Pictures do not belong in the copy. Return all of the entries exactly.

__DATA EXCERPTS__:
:::

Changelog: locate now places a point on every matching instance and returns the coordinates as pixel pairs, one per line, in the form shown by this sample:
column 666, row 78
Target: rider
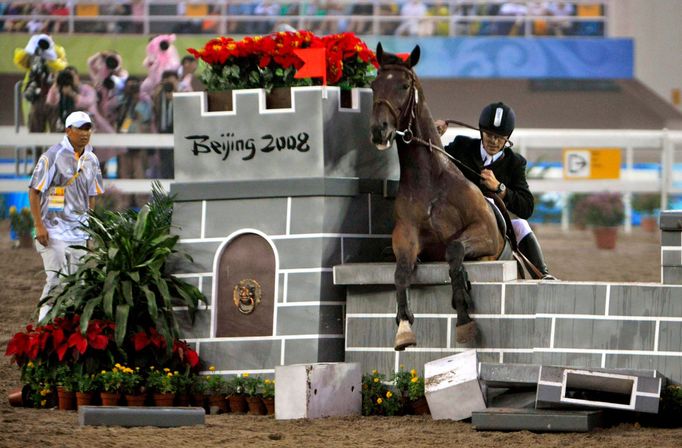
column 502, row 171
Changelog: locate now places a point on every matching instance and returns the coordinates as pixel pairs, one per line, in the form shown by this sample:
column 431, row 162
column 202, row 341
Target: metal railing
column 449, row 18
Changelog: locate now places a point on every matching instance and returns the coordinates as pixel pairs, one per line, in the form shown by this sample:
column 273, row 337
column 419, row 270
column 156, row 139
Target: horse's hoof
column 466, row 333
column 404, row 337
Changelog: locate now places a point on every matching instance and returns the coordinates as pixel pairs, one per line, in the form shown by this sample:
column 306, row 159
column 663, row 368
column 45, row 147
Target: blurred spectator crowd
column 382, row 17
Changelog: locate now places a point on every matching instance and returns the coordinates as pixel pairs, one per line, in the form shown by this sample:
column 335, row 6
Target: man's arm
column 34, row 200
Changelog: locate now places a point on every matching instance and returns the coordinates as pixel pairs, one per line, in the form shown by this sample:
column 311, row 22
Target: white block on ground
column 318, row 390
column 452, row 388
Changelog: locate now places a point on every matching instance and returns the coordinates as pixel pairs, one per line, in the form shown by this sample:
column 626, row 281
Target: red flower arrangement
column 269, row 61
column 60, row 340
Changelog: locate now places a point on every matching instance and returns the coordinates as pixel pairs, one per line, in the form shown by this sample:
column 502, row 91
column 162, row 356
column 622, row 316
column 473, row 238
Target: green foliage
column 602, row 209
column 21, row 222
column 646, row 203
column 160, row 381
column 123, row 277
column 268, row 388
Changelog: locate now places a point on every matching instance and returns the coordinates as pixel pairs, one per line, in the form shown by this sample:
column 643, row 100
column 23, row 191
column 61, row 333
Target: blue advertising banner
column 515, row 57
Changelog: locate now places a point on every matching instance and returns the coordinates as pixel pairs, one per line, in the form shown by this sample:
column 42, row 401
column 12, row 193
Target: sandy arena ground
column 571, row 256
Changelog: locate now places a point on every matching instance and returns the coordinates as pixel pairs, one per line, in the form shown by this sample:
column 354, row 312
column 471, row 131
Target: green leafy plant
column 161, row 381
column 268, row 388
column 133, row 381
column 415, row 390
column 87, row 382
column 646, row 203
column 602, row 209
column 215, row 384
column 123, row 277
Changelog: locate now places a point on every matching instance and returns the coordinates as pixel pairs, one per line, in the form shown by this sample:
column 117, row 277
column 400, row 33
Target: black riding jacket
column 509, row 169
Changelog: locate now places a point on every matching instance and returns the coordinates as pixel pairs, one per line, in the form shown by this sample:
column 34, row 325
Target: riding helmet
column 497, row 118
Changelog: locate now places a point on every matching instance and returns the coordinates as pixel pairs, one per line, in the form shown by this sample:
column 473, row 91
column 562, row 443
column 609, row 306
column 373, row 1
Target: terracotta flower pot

:::

__ANSWER TO THE PROBLEM__:
Changelog: locate now places a point on every matching instance and returns the coordinates as pixel pairs, one per line, in the form shown by this sample:
column 666, row 78
Target: rider
column 502, row 171
Changelog: locate now places a point on every matching instance and returns the coordinates as pixel pairs, one per line, in the form shown by this sample:
column 431, row 162
column 202, row 341
Target: metal railing
column 449, row 18
Changelog: locate now places a point on every matching instance and returns the coordinates as pixel pairs, one per line, in the form shown by this sample:
column 273, row 337
column 419, row 270
column 156, row 139
Target: horse's hoof
column 466, row 333
column 404, row 337
Changelog: locate now places a point on every matching instance and returns the coordinates as pixel pairs, one per line, in the form shown by this sample:
column 306, row 159
column 663, row 368
column 45, row 147
Target: blurred spectator crowd
column 382, row 17
Changelog: locate now places a point on every matching instance and returns the coordinates as pixel pairs, one per line, in the form shown by this sample:
column 335, row 6
Target: man's arm
column 34, row 200
Changelog: locate now places a point on every matching instance and returns the coordinates as pixel pairs, one per line, in the form shown by this sample:
column 311, row 22
Target: white block on ground
column 318, row 390
column 452, row 388
Changelog: locate now places a point on every matching instance and returns the coordinates as pixel pairs, one per line, in the form shown by this sample:
column 626, row 281
Target: red flower arrangement
column 269, row 61
column 60, row 340
Changelog: locate now places a point on every matching instance and returns the coordinates as pixel pairs, one per line, in the form shown by this sample:
column 502, row 91
column 162, row 356
column 622, row 316
column 473, row 238
Target: green foliage
column 602, row 209
column 21, row 222
column 646, row 203
column 160, row 381
column 123, row 277
column 268, row 388
Changelog: locate now places a point on every matching instance and returns the coordinates as pixel pairs, one per line, in the form shown by this sample:
column 643, row 100
column 23, row 191
column 61, row 333
Target: blue advertising banner
column 515, row 57
Changelog: locate now places a point on every matching instance and returns the coordinates as pixel pairs, one per line, in the form shown by this sample:
column 42, row 401
column 12, row 193
Target: sandy arena ground
column 571, row 256
Changelog: locate now places a point on every matching instance and returns the coordinates as pixel pairs, one per line, in the form shown by this sample:
column 354, row 312
column 471, row 131
Target: green leafy plant
column 161, row 381
column 268, row 388
column 133, row 381
column 415, row 390
column 87, row 382
column 646, row 203
column 602, row 209
column 215, row 384
column 123, row 277
Changelog: locate now places a point on every matching instance and returns the coordinates as pixel pairs, one per line, in the form shown by this sample:
column 117, row 277
column 400, row 33
Target: black riding jacket
column 509, row 169
Changelog: locate now places a point on every matching instance and returns the coordinates as pixel pairs, one per line, in the form shown by this sample:
column 34, row 325
Target: riding helmet
column 497, row 118
Changelog: locate now places a point on every matching instance and returns the coordinates as pixel pairs, one per line, in the form shown by this sample:
column 473, row 91
column 562, row 443
column 609, row 306
column 373, row 1
Target: terracotta flower pot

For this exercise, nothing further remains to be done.